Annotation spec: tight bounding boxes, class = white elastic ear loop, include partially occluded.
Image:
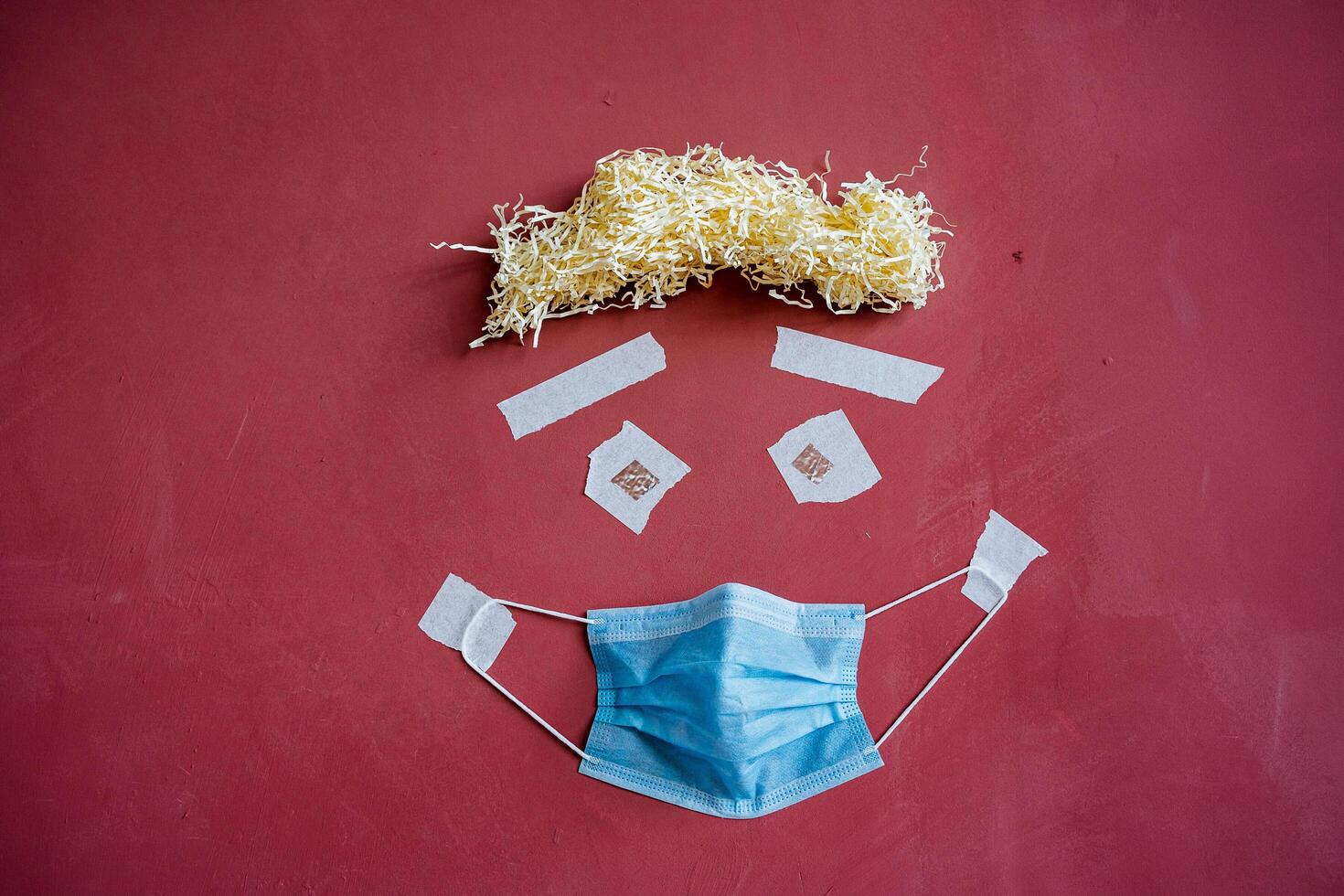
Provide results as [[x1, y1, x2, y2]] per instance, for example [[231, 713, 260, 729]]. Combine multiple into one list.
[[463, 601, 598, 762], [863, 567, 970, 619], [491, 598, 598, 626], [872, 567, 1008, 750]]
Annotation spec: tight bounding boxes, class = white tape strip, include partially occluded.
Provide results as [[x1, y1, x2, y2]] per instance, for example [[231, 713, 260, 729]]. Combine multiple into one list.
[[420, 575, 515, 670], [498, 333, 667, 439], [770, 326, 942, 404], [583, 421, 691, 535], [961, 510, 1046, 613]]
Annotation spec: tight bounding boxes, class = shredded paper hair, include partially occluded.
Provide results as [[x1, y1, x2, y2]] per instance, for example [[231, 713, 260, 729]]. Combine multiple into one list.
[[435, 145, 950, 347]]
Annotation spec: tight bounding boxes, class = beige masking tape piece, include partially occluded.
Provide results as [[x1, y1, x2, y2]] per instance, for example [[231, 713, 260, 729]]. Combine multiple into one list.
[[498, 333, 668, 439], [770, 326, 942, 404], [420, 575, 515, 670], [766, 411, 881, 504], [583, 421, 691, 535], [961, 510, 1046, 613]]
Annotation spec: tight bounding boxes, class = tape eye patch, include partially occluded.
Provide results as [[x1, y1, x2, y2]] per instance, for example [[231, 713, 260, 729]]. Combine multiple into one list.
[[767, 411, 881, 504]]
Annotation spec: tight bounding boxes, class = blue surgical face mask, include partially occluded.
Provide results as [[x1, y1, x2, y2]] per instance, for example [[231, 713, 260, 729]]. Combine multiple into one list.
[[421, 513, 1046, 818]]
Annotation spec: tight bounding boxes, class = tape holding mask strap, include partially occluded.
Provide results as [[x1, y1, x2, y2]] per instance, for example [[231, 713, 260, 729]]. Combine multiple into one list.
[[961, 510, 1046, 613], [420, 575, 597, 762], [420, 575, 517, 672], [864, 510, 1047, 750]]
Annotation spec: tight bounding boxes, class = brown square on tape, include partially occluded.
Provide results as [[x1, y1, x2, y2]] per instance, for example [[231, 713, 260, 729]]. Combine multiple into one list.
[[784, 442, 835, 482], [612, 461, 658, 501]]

####################

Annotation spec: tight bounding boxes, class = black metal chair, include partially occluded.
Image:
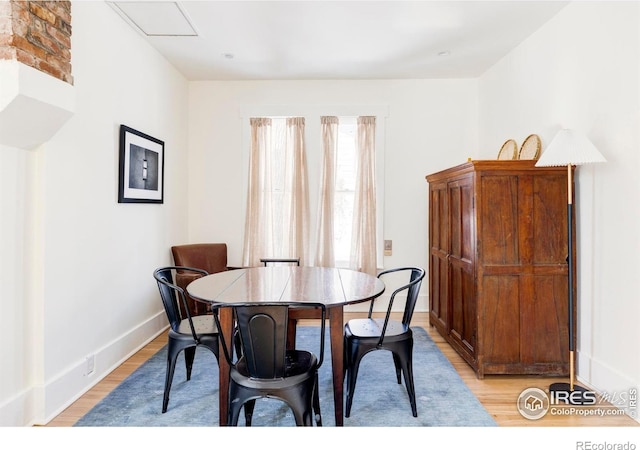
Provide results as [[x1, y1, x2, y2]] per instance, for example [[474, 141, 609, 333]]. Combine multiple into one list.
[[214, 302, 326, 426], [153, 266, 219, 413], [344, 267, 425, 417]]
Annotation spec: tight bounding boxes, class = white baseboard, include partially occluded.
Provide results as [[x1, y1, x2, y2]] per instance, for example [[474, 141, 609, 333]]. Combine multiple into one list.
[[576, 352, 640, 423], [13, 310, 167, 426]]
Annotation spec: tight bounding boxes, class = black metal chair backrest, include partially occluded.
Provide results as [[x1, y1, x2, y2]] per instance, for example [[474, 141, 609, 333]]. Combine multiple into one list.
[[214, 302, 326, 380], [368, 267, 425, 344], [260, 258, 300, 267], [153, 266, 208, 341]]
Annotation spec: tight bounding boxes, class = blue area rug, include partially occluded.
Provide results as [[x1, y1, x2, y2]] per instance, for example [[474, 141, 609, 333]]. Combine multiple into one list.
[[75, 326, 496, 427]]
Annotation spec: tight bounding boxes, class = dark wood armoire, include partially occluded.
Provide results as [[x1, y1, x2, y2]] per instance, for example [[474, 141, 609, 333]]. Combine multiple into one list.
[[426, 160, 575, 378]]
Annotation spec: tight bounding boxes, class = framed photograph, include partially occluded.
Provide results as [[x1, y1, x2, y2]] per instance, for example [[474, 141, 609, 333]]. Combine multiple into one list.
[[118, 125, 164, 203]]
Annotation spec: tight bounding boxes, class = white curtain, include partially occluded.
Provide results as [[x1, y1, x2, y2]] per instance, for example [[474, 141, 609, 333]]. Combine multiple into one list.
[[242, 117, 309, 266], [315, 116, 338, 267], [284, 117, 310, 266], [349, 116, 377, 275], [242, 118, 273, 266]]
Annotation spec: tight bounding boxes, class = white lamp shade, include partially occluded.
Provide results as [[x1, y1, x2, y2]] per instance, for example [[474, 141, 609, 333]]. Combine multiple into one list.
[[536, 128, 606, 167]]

####################

Convert the lines from the one containing "Annotation spec: tight bounding boxes, class = shredded" through the one containing "[[784, 442, 835, 482], [612, 461, 658, 501]]", inclusive, into a Markdown table with the columns Row and Line, leaving out any blank lines.

| Row | Line |
|---|---|
| 1 | Annotation spec: tight bounding boxes, class = shredded paper hair, include partially occluded. |
| 2 | Provide results as [[x1, y1, x2, y2]] per instance, for example [[231, 713, 260, 729]]. Combine multiple into one list. |
| 3 | [[435, 145, 950, 347]] |
| 4 | Annotation spec: tight bounding boxes, class = beige masking tape piece, include partially occluded. |
| 5 | Provide results as [[x1, y1, x2, y2]] per instance, for example [[231, 713, 260, 729]]. Combine multiple into one list. |
| 6 | [[498, 333, 668, 439], [770, 326, 942, 404], [420, 575, 515, 670], [766, 411, 881, 504], [583, 421, 691, 535], [961, 510, 1046, 613]] |
| 7 | Annotation spec: tight bounding boxes, class = tape eye patch, include partially occluded. |
| 8 | Provide results as [[x1, y1, x2, y2]] per instance, for example [[231, 713, 260, 729]]. Combine multiple into one list. |
| 9 | [[767, 411, 881, 504]] |
| 10 | Annotation spec: tight bounding boxes, class = blue surgical face mask, include partially occluded. |
| 11 | Provide results as [[x1, y1, x2, y2]] per instance, for example [[231, 713, 260, 729]]. Combine multiple into one list. |
| 12 | [[421, 513, 1046, 818]] |
| 13 | Annotation spec: tight bounding boxes, class = tape holding mask strap, include partially occluded. |
| 14 | Provide results as [[x1, y1, x2, y2]] per instance, for example [[231, 713, 260, 729]]. Combine multiple into one list. |
| 15 | [[961, 510, 1046, 613], [420, 575, 597, 762], [420, 575, 517, 672], [864, 510, 1047, 750]] |
| 16 | Annotation spec: tight bounding boxes, class = brown square on tape, include partially occluded. |
| 17 | Provide results as [[x1, y1, x2, y2]] per instance, for example [[231, 713, 260, 729]]. Combine multiple into one list. |
| 18 | [[784, 442, 835, 482], [612, 461, 658, 501]] |